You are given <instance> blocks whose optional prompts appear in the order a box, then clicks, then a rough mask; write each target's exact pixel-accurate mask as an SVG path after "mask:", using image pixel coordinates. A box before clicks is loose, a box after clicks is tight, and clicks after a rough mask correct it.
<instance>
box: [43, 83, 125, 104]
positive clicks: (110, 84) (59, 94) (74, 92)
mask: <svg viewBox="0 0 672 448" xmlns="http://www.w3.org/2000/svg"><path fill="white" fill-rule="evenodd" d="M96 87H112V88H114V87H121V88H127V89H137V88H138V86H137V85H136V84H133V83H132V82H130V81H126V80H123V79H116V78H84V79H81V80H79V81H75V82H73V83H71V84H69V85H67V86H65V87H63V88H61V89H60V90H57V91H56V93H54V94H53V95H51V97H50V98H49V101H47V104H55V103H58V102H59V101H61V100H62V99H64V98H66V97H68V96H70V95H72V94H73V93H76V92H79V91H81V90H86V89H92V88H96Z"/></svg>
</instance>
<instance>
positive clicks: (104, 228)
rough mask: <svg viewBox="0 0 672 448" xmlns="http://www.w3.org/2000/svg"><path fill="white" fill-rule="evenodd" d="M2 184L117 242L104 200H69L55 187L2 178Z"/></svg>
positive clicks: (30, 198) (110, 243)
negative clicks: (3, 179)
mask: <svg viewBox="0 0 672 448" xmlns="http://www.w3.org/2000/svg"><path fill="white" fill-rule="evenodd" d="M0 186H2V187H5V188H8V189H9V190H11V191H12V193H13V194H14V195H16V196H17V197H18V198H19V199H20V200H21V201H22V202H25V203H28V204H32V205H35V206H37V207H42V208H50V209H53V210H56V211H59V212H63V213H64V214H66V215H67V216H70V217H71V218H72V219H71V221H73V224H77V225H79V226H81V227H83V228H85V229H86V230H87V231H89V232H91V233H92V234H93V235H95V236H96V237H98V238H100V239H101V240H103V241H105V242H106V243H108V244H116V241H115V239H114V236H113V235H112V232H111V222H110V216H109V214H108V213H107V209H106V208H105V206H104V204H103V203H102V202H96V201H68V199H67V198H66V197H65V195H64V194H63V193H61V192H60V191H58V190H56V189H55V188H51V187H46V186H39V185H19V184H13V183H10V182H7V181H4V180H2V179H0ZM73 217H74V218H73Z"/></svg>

********

• _Problem description_:
Render every line of the data above as a JSON list of strings, one string for each line, with blank lines omitted.

• _Response_:
[
  "You are given <instance> blocks whose optional prompts appear in the order a box, then clicks, then a rough mask; write each target's exact pixel-accurate mask as an SVG path after \"mask:\", using image pixel coordinates. A box before clicks is loose, a box after clicks is tight, and clicks after a rough mask correct it.",
  "<instance>",
  "box: [43, 83, 125, 104]",
  "positive clicks: (110, 84) (59, 94) (74, 92)",
  "mask: <svg viewBox=\"0 0 672 448\" xmlns=\"http://www.w3.org/2000/svg\"><path fill=\"white\" fill-rule=\"evenodd\" d=\"M96 87H112V88H114V87H121V88H127V89H137V88H138V86H137V85H136V84H133V83H132V82H130V81H126V80H123V79H116V78H84V79H81V80H79V81H75V82H73V83H71V84H69V85H67V86H65V87H63V88H61V89H60V90H57V91H56V93H54V94H53V95H51V97H50V98H49V101H47V104H55V103H58V102H59V101H61V100H62V99H64V98H66V97H68V96H70V95H72V94H73V93H76V92H79V91H81V90H86V89H92V88H96Z\"/></svg>",
  "</instance>",
  "<instance>",
  "positive clicks: (104, 228)",
  "rough mask: <svg viewBox=\"0 0 672 448\" xmlns=\"http://www.w3.org/2000/svg\"><path fill=\"white\" fill-rule=\"evenodd\" d=\"M2 184L117 242L104 200H69L55 187L2 178Z\"/></svg>",
  "positive clicks: (30, 198) (110, 243)",
  "negative clicks: (3, 179)",
  "mask: <svg viewBox=\"0 0 672 448\" xmlns=\"http://www.w3.org/2000/svg\"><path fill=\"white\" fill-rule=\"evenodd\" d=\"M0 186H2V187H5V188H8V189H9V190H11V191H12V193H13V194H14V195H16V196H17V197H18V198H19V199H20V200H21V201H22V202H25V203H28V204H32V205H35V206H37V207H42V208H50V209H53V210H56V211H59V212H63V213H64V214H66V215H67V216H70V217H71V218H72V219H71V221H73V224H77V225H79V226H81V227H83V228H85V229H86V230H87V231H89V232H91V233H92V234H93V235H95V236H96V237H98V238H100V239H101V240H103V241H105V242H106V243H108V244H116V241H115V239H114V236H113V235H112V232H111V222H110V216H109V214H108V213H107V209H106V208H105V206H104V204H103V203H102V202H96V201H68V199H67V198H66V197H65V195H64V194H63V193H61V192H60V191H58V190H56V189H55V188H51V187H46V186H39V185H19V184H13V183H10V182H7V181H4V180H2V179H0ZM73 217H74V218H73Z\"/></svg>"
]